[begin Data to process]

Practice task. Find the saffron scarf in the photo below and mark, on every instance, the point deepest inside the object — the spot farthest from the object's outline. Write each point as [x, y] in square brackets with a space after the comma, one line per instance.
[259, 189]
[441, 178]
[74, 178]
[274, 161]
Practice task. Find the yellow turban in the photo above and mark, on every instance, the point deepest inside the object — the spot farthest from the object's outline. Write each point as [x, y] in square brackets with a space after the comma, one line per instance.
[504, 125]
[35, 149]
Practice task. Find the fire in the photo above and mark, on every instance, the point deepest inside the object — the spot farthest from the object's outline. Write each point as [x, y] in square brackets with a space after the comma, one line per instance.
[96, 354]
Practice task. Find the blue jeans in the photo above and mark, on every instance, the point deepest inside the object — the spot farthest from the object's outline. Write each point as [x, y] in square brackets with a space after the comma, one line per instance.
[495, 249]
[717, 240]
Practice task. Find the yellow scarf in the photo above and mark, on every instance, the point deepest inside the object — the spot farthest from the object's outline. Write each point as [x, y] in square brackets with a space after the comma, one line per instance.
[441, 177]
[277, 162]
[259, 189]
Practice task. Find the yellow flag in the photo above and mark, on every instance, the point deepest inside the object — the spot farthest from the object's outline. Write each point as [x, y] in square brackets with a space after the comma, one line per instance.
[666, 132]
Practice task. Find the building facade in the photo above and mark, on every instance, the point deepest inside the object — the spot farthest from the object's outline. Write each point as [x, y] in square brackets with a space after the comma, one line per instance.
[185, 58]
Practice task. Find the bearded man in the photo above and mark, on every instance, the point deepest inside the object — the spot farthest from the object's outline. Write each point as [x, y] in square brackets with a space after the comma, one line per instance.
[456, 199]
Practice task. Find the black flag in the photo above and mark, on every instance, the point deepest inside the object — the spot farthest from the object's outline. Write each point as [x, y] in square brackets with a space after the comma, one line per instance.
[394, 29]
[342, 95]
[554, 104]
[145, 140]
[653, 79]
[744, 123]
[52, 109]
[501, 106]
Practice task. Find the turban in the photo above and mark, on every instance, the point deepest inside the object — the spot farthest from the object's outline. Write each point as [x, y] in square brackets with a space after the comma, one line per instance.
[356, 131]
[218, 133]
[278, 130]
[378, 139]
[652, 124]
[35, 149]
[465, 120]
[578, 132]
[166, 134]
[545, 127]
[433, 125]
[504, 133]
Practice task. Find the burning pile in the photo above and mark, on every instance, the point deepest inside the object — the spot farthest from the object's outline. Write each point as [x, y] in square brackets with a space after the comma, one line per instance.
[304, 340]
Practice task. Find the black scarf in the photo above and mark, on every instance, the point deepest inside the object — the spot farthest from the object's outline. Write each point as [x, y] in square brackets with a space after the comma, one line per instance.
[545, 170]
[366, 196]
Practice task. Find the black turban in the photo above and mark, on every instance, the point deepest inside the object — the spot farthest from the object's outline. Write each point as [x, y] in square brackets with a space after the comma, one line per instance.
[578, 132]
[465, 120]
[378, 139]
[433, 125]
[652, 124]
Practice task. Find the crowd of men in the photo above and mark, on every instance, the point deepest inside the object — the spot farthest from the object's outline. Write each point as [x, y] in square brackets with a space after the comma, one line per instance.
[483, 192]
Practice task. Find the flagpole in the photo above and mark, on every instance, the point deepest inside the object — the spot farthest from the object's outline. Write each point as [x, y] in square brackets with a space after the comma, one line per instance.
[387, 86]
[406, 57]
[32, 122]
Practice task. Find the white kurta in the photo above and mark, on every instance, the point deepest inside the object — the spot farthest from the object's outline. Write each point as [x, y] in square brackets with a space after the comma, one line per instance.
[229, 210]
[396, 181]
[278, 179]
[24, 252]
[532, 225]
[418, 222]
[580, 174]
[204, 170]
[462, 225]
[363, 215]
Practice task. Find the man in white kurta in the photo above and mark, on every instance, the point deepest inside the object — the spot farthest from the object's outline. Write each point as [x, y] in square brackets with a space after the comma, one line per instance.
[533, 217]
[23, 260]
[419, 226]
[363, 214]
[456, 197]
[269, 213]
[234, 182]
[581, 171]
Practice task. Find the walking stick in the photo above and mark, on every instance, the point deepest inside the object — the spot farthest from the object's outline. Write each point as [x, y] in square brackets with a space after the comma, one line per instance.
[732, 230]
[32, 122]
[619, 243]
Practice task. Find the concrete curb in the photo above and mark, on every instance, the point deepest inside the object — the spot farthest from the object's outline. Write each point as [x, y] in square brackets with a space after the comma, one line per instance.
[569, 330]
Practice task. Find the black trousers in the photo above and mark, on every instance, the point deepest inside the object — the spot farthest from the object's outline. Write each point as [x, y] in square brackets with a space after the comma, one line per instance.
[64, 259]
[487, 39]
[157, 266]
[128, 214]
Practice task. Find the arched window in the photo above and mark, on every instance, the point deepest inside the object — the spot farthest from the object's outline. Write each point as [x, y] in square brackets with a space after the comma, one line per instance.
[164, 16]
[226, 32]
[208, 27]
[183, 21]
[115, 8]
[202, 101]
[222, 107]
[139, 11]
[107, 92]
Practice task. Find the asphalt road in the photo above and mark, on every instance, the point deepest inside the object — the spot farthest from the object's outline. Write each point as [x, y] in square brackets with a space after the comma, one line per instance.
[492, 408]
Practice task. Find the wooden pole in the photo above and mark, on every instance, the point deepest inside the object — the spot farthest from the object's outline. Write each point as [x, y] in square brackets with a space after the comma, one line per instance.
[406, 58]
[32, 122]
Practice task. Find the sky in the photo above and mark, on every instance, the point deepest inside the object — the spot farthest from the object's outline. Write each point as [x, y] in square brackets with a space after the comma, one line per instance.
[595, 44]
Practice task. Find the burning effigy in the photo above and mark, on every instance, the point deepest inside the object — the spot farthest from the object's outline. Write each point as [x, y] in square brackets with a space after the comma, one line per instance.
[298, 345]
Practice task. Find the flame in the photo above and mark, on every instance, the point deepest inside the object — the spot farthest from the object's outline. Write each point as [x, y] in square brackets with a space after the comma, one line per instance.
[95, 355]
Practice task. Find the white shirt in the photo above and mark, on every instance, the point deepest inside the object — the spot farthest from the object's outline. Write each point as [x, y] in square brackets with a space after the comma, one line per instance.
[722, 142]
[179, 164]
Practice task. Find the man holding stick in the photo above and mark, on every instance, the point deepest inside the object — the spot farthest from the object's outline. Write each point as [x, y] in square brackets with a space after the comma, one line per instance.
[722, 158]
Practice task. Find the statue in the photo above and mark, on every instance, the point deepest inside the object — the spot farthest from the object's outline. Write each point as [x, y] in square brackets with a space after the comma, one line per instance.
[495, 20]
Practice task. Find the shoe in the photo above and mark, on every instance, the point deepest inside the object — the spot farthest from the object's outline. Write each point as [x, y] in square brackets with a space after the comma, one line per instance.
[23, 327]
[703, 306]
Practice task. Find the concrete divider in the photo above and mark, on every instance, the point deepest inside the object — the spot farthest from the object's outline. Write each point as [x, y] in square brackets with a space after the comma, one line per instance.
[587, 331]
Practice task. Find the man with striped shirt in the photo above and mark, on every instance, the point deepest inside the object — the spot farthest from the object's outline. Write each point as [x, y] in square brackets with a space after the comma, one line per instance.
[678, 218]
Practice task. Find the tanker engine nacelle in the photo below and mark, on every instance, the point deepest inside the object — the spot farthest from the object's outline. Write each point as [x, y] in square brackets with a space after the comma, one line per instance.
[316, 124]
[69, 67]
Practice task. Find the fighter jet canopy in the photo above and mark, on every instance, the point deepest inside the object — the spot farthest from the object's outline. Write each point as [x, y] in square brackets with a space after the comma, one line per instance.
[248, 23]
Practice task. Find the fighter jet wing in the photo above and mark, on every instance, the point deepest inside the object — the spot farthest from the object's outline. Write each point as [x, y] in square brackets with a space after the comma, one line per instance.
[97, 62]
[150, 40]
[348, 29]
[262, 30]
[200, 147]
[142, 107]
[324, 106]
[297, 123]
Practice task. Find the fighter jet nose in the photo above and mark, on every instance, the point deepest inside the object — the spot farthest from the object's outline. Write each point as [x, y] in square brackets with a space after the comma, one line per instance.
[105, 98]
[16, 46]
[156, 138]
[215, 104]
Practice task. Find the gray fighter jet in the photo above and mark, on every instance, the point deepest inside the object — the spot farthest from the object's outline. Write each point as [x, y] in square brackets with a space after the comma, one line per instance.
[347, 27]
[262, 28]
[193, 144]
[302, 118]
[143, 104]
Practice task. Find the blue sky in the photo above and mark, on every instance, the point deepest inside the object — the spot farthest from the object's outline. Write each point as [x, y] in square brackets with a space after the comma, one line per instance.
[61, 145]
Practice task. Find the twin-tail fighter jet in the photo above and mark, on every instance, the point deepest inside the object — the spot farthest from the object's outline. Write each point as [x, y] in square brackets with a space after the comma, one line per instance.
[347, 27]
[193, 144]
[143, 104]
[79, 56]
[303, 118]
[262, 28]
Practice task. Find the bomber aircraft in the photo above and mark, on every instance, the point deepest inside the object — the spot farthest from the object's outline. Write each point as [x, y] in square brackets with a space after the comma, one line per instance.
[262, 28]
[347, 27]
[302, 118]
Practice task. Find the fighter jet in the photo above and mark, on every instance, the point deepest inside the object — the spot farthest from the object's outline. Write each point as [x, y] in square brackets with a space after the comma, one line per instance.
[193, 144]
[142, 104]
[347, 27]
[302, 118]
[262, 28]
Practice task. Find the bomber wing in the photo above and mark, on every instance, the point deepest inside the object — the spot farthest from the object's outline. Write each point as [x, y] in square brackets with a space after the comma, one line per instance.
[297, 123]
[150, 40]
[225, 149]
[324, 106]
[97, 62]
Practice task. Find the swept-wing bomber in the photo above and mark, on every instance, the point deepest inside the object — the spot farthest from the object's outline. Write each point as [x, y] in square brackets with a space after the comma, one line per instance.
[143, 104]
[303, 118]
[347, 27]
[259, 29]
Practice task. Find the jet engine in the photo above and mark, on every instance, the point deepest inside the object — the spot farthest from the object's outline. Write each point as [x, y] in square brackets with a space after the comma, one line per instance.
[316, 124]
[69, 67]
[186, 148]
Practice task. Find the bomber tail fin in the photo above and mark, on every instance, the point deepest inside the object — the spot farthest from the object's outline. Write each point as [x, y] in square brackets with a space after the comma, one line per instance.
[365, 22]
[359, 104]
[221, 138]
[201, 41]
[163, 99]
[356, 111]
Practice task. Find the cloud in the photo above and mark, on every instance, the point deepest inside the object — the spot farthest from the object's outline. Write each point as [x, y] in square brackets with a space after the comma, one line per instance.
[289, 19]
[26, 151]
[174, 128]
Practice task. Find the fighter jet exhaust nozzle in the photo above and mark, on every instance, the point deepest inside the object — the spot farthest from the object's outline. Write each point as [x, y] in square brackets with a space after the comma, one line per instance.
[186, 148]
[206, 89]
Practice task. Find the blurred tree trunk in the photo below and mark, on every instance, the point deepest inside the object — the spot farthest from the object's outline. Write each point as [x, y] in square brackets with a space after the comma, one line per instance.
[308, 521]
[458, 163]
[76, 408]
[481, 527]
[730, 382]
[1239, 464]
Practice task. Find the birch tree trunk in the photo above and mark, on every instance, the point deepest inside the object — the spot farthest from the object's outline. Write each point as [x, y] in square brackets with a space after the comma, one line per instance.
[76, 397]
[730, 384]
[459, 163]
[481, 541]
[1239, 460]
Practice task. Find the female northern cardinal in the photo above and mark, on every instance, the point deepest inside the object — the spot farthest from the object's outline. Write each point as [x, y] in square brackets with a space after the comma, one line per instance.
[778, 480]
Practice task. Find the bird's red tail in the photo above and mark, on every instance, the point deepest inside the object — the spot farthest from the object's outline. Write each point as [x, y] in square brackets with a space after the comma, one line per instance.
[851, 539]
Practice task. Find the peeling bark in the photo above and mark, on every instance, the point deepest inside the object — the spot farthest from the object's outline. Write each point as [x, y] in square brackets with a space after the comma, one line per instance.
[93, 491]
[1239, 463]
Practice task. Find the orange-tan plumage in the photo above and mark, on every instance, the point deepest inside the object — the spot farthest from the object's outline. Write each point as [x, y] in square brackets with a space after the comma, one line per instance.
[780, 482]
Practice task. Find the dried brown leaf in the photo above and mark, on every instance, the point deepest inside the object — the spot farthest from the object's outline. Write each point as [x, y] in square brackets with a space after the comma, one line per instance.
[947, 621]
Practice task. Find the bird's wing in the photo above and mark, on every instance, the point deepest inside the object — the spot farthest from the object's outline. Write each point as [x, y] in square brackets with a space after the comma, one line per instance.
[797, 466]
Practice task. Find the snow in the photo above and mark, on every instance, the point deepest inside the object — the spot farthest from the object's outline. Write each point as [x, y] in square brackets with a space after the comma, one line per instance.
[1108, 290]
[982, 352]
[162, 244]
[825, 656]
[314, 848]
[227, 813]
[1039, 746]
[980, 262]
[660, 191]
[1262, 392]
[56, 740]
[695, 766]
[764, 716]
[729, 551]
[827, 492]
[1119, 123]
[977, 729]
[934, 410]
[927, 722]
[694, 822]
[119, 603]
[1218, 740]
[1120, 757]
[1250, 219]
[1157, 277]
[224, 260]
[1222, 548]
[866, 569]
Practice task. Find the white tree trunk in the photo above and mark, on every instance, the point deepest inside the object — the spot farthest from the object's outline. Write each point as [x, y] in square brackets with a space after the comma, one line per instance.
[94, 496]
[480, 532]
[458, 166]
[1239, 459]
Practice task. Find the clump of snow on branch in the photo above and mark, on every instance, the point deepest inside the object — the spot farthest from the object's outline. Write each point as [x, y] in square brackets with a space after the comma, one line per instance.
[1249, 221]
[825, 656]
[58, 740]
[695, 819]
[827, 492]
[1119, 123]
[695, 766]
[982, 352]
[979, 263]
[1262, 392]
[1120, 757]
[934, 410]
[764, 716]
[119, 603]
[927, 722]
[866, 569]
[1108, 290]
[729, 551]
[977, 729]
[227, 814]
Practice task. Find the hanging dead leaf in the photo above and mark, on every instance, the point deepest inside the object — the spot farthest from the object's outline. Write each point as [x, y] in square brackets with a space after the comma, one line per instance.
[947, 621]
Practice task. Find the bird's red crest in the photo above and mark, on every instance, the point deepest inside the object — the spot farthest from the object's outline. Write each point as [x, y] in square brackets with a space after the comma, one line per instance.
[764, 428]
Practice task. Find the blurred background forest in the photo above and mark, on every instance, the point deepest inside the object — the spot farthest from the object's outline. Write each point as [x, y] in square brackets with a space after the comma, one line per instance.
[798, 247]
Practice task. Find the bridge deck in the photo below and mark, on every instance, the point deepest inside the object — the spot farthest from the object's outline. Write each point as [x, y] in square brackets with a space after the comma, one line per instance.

[end Data to process]

Written task:
Take the lines above from the one holding "Practice task. Find the hanging" to the last and output them exactly.

Task result:
Practice task. Find the hanging dead leaf in the photo above and mark, on every instance, the point deepest inside the object — the spot farthest from the object's outline. Write each point as [x, y] in square brackets with a space after the comma, one line per instance.
[947, 621]
Practice task. Find the bird's red crest in the photo above and mark, on every instance, the point deepest inside the object — the spot farthest from the object's outline. Write each point as [x, y] in square brackets with a space after the comma, one line per instance.
[764, 428]
Practice task. Find the blurred background forest in the photo above and mark, on every instance, the point deepest inside the object — the spot farthest from the object's outline. Write each point as [x, y] in square brackets with a space after the comma, one line per instance.
[798, 247]
Practice task. Find the bridge deck in the photo below and mark, on every instance, the point deepest inside the object — the spot farthest from the object's outline. Write each point as [x, y] in square brackets with a space after the comma, one line per instance.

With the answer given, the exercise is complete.